▶ What you need to do
Using the entries below, write out the line with "Roster-mapping task: tag the rearview", the line with "Roster-mapping task: tag the tan", and every line in between, exactly as each is written.

--

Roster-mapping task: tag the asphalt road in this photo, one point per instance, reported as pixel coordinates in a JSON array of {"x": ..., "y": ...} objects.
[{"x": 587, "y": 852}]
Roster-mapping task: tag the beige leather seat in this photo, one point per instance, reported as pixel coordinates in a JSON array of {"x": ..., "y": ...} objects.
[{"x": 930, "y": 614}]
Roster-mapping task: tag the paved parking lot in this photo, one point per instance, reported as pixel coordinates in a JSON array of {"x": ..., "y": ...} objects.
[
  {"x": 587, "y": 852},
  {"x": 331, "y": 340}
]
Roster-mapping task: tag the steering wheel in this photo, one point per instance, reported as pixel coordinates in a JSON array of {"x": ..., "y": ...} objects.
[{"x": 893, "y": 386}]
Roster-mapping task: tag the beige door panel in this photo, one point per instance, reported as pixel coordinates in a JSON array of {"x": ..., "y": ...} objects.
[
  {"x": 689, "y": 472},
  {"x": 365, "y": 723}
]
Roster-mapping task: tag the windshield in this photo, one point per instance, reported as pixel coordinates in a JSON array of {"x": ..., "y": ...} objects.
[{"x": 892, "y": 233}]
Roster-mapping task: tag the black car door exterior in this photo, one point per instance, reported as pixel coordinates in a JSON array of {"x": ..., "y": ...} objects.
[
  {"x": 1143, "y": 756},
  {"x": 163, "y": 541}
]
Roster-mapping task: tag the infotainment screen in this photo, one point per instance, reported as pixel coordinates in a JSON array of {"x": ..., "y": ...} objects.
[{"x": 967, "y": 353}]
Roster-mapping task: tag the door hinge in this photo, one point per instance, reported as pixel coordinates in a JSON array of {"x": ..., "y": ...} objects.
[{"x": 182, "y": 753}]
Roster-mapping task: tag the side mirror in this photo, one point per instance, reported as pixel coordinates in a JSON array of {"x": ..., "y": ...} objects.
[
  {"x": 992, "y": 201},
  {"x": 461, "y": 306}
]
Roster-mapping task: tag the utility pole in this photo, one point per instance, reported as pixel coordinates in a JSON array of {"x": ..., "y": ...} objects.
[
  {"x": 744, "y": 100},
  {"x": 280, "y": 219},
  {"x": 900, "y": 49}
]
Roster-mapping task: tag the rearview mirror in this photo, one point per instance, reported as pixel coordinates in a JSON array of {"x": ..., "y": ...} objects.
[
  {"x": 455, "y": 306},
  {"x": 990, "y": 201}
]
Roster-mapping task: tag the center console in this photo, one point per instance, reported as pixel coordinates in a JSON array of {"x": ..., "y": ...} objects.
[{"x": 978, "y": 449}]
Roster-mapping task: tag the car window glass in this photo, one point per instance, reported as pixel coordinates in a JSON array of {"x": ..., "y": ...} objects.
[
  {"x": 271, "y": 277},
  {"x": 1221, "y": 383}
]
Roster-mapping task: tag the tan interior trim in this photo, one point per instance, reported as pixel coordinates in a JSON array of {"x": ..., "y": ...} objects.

--

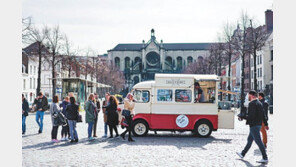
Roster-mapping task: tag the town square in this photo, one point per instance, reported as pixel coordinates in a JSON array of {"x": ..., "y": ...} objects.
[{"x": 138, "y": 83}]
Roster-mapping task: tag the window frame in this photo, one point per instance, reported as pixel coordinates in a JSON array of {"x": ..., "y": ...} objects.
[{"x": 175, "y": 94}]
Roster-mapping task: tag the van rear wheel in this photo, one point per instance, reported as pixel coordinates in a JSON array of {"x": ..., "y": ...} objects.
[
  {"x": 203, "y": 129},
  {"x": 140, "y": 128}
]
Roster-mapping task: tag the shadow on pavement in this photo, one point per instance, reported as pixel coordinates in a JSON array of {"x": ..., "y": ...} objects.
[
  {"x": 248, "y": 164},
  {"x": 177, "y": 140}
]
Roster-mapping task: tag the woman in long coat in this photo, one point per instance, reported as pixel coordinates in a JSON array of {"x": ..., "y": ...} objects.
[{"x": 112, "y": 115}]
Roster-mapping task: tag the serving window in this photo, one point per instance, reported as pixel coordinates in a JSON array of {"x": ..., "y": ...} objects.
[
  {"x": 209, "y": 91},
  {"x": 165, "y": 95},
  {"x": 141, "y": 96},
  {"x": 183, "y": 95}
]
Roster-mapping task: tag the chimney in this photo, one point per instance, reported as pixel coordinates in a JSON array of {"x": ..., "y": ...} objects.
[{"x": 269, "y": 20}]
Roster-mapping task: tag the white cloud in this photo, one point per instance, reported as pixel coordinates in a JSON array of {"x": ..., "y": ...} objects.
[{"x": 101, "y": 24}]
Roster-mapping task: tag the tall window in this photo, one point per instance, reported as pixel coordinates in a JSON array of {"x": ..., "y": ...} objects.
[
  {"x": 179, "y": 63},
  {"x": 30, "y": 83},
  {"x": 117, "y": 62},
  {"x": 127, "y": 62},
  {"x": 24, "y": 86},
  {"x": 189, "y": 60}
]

--

▶ Task answer
Roster-mapping task: tag the rearview mirror in this photo, one point per instance, reported as pixel coordinates in a JSON array of {"x": ..., "y": ...} objects.
[
  {"x": 455, "y": 306},
  {"x": 990, "y": 201}
]
Roster-mapping task: tag the center console in this photo, one point per instance, reported as pixel coordinates in a JSON array of {"x": ..., "y": ...} objects.
[{"x": 978, "y": 449}]
Roster-mapping task: tag the car window glass in this photo, one point per instance, reported as pixel coordinates in a JSON array of {"x": ..., "y": ...} objects.
[
  {"x": 271, "y": 277},
  {"x": 1221, "y": 383}
]
Roster-mapping task: tag the tan interior trim in this photo, one point per instance, reported as pixel coordinates in a JSON array of {"x": ..., "y": ...} objects.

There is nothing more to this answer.